▶ _Lijst met records_

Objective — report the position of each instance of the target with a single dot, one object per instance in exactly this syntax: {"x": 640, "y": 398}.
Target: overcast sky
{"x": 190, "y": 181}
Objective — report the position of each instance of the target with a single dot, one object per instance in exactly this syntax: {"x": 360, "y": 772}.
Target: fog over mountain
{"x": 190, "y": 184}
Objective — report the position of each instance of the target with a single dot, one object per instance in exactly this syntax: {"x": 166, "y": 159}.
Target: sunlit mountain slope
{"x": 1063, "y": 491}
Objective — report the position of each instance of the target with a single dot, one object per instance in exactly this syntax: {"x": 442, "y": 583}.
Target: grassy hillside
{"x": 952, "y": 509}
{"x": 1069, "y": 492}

▶ _Over deze taak_
Geef alle regels van de bovenstaande records weer als een JSON-lijst van strings, één string per regel. Laat lege regels weg.

▶ _Volledig antwoord_
[
  "Objective — report the position of each instance of the target with a single dot, one object per instance in exactly this syntax: {\"x\": 640, \"y\": 398}.",
  "Target: overcast sky",
  "{\"x\": 190, \"y\": 181}",
  "Objective — report the position of each instance of the target with a single dot, one object per instance in exactly this syntax: {\"x\": 360, \"y\": 772}.",
  "Target: fog over mountain",
  "{\"x\": 190, \"y\": 184}",
  "Objective — report the position of each instance of the target with a single dot, one object per instance in exactly this syntax: {\"x\": 166, \"y\": 159}.",
  "Target: sunlit mountain slope",
  "{\"x\": 1063, \"y\": 491}",
  "Objective — report the position of each instance of the target with a single dot, one object per instance in exactly this syntax: {\"x\": 442, \"y\": 583}.",
  "Target: grassy hillside",
  "{\"x\": 952, \"y\": 509}",
  "{\"x\": 1069, \"y\": 492}"
]